→ **YANG HARUS DIKERJAKAN**
Jawablah berdasarkan kutipan teks di bawah:
(a) Apa nama ekstensi CommonKADS untuk MAS yang dikembangkan oleh Iglesias?
(b) Pada proyek apa metodologi tersebut dipakai untuk mengembangkan hybrid system dengan MAS?
(c) Menurut petunjuk Object-Orientedness, ke dalam bahasa pemrograman jenis apa agent harus diimplementasikan?

---- KUTIPAN TEKS

Iglesias [Iglesias et al., 1998] melakukan pendekatan yang hampir sama dengan apa yang dilakukan oleh Glaser, yaitu mengembangkan ekstensi dari CommonKADS untuk MAS, yang dia berinama MAS-CommonKADS. Permodelan untuk software agent yang dia kembangkan memasukan hal dibawah:
1.        Agent Model
2.        Task Model
3.        Expertise Model
4.        Coordination Model
5.        Organisation Model
6.        Communication Model
7.        Design Model

Metodologi MAS-CommonKADS dari Iglesias ini sudah diaplikasikan dengan berhasil untuk mengembangkan proyek PROTEGER (MAS for Network and System Management) dan juga untuk pengembangan hybrid system dengan MAS (proyek ESPRIT-9119 MIX).

2.2.      Bahasa Pemrograman

Pada bagian ini akan dibahas tentang bahasa pemrograman yang banyak dipakai untuk tahap implementasi dari software agent. Bagaimanapun juga setiap bahasa pemrograman memiliki karakteristik sendiri sesuai dengan paradigma pemrograman yang dia anut. Sehingga pemakaian bahasa permrograman yang kita pakai akan menentukan keberhasilan dalam implementasi agent sesuai yang kita harapkan.

Beberapa peneliti memberikan petunjuk tentang bagaimana karakteristik bahasa pemrorgaman yang sebaiknya kita pakai [Knabe, 1995] [Brenner et al., 1998]. Petunjuk-petunjuk tersebut adalah:

1.      Object-Orientedness: Karena agent adalah berhubungan dengan obyek, bahkan beberapa peneliti menganggap agent adalah obyek yang aktif, maka bagaimanapun juga agent harus diimplementasikan kedalam pemrorgaman yang berorientasi obyek (object-oriented programming language).

--------
---- MATERI YANG DITAMPILKAN

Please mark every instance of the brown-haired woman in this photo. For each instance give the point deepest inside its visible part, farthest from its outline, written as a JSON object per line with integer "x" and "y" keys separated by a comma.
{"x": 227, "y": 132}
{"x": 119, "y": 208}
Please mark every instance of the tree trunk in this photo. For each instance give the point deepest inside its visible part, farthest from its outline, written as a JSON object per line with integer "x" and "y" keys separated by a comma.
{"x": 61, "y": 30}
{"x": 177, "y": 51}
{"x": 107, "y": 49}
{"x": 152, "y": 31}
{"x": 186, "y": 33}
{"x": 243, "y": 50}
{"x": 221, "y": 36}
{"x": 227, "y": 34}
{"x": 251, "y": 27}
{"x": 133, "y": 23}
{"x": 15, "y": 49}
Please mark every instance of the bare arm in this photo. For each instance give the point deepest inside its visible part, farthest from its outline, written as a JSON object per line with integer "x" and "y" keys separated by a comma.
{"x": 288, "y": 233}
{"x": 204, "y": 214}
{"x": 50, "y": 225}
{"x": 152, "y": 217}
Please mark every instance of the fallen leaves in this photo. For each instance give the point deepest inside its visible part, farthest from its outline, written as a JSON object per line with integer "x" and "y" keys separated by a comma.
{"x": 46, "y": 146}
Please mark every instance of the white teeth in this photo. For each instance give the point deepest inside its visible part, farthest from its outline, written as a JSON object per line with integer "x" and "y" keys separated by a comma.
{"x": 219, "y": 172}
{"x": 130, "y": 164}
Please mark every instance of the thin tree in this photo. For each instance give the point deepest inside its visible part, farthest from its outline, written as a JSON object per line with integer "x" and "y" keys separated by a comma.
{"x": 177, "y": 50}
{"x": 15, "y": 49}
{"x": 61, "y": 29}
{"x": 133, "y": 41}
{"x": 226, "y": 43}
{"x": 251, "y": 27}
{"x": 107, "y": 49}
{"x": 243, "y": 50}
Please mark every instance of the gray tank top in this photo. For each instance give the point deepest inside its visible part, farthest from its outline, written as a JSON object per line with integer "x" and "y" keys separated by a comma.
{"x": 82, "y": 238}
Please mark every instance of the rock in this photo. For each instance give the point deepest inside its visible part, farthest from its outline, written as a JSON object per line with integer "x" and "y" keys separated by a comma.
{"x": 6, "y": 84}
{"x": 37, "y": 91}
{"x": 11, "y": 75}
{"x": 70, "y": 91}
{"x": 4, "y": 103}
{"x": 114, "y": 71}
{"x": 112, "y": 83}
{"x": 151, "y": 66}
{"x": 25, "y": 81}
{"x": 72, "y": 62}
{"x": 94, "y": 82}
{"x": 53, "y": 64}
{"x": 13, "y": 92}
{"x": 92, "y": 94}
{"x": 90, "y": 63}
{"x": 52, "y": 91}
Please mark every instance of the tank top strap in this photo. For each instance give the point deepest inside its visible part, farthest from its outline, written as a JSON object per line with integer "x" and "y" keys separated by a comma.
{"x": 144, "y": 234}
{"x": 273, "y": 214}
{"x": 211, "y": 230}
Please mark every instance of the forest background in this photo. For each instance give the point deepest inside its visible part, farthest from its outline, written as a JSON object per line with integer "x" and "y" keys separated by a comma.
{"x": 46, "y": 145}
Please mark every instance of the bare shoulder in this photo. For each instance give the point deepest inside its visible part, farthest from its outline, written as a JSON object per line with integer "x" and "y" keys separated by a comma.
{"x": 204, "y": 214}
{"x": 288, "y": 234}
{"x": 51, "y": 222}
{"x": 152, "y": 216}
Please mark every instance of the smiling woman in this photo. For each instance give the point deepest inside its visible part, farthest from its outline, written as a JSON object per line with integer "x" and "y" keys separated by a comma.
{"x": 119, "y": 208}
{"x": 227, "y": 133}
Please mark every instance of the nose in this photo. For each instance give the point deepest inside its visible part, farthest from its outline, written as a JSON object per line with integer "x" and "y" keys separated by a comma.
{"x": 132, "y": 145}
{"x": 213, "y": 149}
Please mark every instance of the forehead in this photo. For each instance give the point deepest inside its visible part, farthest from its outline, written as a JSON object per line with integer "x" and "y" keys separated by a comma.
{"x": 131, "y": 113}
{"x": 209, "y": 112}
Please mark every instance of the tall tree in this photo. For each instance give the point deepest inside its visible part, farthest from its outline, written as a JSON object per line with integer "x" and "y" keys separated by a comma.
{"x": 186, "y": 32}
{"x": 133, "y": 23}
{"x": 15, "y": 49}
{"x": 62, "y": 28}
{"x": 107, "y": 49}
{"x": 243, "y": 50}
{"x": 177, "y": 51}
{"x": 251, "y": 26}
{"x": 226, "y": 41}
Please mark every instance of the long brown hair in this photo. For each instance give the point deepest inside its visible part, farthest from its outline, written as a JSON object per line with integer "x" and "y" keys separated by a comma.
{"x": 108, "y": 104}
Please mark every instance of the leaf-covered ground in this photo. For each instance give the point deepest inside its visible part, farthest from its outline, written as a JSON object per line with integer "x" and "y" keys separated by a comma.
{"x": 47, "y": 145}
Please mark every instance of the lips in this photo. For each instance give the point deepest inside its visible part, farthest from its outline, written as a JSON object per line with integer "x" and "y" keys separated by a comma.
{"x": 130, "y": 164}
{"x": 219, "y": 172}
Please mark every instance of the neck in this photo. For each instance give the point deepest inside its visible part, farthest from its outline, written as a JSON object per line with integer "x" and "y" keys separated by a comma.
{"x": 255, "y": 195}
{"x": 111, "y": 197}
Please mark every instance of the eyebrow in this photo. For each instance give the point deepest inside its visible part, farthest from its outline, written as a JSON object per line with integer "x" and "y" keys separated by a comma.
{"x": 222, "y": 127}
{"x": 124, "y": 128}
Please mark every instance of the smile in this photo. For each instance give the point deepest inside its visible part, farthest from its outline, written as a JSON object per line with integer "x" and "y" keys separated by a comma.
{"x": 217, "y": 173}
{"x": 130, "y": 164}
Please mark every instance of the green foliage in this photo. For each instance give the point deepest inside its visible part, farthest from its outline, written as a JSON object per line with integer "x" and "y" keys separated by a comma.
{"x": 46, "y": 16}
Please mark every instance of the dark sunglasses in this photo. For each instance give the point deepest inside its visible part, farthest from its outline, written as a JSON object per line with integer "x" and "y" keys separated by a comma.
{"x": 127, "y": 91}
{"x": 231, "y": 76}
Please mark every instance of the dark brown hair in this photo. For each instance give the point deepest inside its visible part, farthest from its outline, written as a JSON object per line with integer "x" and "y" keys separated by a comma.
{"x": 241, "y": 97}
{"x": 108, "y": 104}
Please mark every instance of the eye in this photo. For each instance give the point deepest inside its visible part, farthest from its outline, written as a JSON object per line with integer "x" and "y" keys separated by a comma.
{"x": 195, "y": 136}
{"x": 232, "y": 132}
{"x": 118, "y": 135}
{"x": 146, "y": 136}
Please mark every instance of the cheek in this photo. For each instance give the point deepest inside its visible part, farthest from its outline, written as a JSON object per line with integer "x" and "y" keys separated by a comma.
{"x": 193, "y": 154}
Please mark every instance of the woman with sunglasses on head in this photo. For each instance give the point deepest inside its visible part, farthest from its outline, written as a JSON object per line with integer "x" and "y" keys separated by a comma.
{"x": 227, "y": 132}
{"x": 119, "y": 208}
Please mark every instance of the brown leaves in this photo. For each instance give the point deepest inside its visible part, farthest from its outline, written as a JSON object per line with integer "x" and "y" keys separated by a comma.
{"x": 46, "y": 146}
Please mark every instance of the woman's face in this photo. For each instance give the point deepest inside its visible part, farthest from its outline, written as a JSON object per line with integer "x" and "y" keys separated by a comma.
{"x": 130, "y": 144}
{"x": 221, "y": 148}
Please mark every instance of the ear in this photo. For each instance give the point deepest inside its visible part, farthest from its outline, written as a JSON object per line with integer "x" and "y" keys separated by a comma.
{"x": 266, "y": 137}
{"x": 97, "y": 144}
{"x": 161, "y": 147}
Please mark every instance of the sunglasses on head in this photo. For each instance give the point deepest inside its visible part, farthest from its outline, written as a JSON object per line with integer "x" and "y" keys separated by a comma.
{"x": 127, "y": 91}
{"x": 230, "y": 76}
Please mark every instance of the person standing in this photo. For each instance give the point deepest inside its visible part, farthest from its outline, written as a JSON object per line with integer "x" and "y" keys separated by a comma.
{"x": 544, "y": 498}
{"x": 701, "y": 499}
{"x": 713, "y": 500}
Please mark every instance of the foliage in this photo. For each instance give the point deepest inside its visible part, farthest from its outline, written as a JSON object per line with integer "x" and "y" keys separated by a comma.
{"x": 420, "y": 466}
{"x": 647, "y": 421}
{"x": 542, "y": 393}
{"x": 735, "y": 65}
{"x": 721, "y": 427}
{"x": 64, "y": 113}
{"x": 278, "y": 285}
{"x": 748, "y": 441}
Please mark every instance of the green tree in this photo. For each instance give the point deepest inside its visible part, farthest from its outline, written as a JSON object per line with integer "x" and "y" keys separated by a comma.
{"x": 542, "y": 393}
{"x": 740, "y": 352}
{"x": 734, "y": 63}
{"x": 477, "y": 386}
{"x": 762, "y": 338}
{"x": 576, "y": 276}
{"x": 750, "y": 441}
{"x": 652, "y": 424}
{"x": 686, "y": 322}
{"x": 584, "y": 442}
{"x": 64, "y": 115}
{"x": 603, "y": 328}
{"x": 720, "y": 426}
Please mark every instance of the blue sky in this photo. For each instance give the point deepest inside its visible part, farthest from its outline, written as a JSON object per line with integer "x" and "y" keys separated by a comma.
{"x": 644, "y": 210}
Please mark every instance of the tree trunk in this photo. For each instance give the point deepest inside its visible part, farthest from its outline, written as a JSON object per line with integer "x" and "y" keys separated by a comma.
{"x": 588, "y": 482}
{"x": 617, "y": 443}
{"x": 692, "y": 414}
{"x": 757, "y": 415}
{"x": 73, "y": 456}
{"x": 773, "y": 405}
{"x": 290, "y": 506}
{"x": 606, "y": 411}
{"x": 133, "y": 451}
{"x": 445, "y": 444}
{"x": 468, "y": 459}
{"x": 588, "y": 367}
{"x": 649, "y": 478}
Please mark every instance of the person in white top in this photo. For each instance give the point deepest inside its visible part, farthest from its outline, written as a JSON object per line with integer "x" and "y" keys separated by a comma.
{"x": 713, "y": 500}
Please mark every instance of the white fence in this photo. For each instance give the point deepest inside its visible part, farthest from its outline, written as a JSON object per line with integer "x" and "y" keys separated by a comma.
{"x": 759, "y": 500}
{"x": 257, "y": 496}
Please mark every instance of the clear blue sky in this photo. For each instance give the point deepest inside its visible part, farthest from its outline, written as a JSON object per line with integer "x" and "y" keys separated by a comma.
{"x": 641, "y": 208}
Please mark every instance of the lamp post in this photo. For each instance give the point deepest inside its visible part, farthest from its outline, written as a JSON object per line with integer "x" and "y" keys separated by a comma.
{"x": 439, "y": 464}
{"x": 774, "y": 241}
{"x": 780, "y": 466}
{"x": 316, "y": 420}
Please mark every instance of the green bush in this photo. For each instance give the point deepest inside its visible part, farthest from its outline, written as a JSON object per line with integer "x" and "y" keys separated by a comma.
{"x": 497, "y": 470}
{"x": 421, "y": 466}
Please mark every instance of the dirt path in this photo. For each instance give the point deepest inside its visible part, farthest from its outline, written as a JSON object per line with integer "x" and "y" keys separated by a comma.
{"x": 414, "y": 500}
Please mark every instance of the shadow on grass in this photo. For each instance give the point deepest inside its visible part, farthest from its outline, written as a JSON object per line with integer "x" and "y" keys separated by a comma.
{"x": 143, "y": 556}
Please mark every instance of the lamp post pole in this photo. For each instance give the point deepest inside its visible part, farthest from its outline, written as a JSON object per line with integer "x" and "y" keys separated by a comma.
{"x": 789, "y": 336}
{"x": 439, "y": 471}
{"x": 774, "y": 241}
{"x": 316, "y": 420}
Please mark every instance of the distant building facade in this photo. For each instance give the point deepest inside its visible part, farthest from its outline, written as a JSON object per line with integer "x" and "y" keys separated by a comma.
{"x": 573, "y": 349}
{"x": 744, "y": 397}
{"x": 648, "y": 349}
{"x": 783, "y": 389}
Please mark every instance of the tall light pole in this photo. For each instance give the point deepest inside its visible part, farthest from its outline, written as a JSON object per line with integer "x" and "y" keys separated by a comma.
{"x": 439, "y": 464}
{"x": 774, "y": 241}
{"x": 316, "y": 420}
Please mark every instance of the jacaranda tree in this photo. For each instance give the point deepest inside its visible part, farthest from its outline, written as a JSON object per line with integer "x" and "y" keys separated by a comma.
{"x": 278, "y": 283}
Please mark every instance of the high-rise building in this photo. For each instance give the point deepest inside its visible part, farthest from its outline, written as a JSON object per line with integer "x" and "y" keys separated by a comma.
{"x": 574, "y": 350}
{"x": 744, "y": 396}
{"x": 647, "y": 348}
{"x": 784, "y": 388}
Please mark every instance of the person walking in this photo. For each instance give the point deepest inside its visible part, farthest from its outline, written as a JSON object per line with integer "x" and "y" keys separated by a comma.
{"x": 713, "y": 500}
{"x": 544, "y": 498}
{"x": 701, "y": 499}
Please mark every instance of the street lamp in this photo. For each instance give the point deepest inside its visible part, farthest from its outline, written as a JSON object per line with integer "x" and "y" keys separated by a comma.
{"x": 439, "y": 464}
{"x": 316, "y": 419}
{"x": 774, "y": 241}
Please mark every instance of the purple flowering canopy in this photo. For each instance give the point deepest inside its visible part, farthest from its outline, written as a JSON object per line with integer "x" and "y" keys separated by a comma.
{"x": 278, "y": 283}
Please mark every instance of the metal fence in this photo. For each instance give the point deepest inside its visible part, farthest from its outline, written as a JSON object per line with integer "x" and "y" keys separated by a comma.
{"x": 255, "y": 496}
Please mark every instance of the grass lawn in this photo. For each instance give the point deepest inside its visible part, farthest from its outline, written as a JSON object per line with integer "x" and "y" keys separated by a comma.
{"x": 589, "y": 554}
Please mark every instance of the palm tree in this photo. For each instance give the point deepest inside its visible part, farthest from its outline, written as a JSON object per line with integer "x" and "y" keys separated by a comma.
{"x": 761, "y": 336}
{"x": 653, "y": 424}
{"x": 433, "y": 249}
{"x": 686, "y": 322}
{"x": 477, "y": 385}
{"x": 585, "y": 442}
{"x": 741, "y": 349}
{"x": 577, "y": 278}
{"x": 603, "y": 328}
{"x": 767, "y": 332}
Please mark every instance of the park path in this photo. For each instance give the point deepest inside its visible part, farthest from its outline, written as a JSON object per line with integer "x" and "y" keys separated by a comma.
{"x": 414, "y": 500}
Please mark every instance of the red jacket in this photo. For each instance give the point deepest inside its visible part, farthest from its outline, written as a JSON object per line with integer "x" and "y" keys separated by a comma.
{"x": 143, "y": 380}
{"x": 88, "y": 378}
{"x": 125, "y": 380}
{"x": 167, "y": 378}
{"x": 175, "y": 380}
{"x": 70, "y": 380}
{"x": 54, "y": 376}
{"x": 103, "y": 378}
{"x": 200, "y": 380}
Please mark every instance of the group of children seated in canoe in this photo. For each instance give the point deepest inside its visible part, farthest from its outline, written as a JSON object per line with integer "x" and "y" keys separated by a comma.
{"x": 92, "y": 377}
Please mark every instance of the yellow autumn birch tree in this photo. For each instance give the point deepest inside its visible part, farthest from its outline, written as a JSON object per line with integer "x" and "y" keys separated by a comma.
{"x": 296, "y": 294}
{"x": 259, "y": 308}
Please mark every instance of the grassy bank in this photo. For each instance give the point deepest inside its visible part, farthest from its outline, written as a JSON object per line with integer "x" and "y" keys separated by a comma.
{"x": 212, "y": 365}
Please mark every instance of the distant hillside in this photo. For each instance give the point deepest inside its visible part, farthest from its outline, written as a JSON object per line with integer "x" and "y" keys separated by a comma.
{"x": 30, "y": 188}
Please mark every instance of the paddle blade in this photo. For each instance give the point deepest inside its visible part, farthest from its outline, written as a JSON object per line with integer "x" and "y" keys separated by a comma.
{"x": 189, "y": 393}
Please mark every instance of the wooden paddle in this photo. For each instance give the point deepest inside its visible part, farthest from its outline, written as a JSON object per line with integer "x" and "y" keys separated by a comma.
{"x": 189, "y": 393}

--------

→ **JAWABAN LATIHAN**
(a) MAS-CommonKADS.
(b) Proyek ESPRIT-9119 MIX.
(c) Bahasa pemrograman berorientasi obyek (object-oriented programming language).